Brano del documento
Balestrini allora ha intrapreso quindi ad operare a suo modo sui segni del testo cartografico, rompendone la decalcomania, cioè la relazione proiettiva col territorio. Dai paesaggi di lettere sulla pagina è passato ai linguaggi geografici delle carte: i ritagli e le riprese generano nuove mappe rizomatiche, a entrate multiple, connesse su tutte le dimensioni, con molteplici linee di fuga. Mappe di terre immaginarie, smontabili, rovesciabili e suscettibili di modificazioni continue. I territori, già striati dai parametri geodesici, si piegano alle nuove distanze di spazi impreveduti; i toponimi vengono ritagliati e rimescolati e così il codice cromatico – piane, montagne, acque. Sono le carte esatte d’una utopia prossima e immanente, cioè d’una eterotopia da costruire, per Deleuze, “come opera d’arte ma anche come un’azione politica o una meditazione”.
Ad esempio, la forma che lascia intravedere una strana penisola – l’Italia? – sembra il risultato di una fissione ottica e fa pensare, diversamente dall’immagine rovesciata di Fabro, alla raffigurazione di forze politiche di dilatazione e secessione, a cambiamenti nell’orientamento topologico, nella lunghezza d’onda e nella magnetizzazione dei Poli.
Amanuensi
La libera attività di Nanni Balestrini va ben oltre l’esposizione delle sue eterografie: comprende azioni teatrali, balletti, happening, radiodrammi, sceneggiature cinematografiche, poesie sonore con voci recitanti e strumenti: dall’operapoesia al rap. Accantonate le esperienze della poesia visiva, Balestrini si presenta come un intercessore tra differenti flussi semiotici e diversi sensi. Chiede ai duri d’occhi di prestare gli orecchi e viceversa.
Per quanto riguarda la sua pratica di “lisciaggio retroattivo” della scrittura e della topologia della molteplicità delle sue mappe, possiamo chiederci come potremmo abitare quegli spazi e pronunciare quelle scritte. Dobbiamo allora ricordare che, per la tradizione retorica e quella materialista (Democrito e Protagora erano entrambi di Abdera!), il testo è un complesso di lettere, così come il mondo è un composto d’atomi. E che oggi anche la vita è scritta come molteplicità di frasi fatte con l’alfabeto della genetica.

Materiale fornito
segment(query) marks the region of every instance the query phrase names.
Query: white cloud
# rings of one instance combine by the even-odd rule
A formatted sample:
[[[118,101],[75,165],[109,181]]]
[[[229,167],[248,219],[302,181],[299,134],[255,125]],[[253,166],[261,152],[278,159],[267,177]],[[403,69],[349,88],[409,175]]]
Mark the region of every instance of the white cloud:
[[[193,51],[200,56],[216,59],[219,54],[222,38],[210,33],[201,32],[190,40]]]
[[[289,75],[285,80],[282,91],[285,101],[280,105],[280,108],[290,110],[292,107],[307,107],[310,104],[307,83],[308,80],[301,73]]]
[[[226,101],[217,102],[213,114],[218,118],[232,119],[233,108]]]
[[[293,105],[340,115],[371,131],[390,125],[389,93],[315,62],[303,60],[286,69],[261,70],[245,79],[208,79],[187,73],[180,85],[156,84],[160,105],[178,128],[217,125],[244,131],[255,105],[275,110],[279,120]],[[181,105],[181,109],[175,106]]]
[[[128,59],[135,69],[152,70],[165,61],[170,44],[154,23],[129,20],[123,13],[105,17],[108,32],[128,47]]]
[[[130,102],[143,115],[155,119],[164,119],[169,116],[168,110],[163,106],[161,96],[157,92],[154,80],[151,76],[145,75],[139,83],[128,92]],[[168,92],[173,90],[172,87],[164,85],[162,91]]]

Consegna
Trascrivi fedelmente il passo del brano su Nanni Balestrini da "Ad esempio, la" a "orecchi e viceversa.".

Risposta scritta
Ad esempio, la forma che lascia intravedere una strana penisola – l’Italia? – sembra il risultato di una fissione ottica e fa pensare, diversamente dall’immagine rovesciata di Fabro, alla raffigurazione di forze politiche di dilatazione e secessione, a cambiamenti nell’orientamento topologico, nella lunghezza d’onda e nella magnetizzazione dei Poli.
Amanuensi
La libera attività di Nanni Balestrini va ben oltre l’esposizione delle sue eterografie: comprende azioni teatrali, balletti, happening, radiodrammi, sceneggiature cinematografiche, poesie sonore con voci recitanti e strumenti: dall’operapoesia al rap. Accantonate le esperienze della poesia visiva, Balestrini si presenta come un intercessore tra differenti flussi semiotici e diversi sensi. Chiede ai duri d’occhi di prestare gli orecchi e viceversa.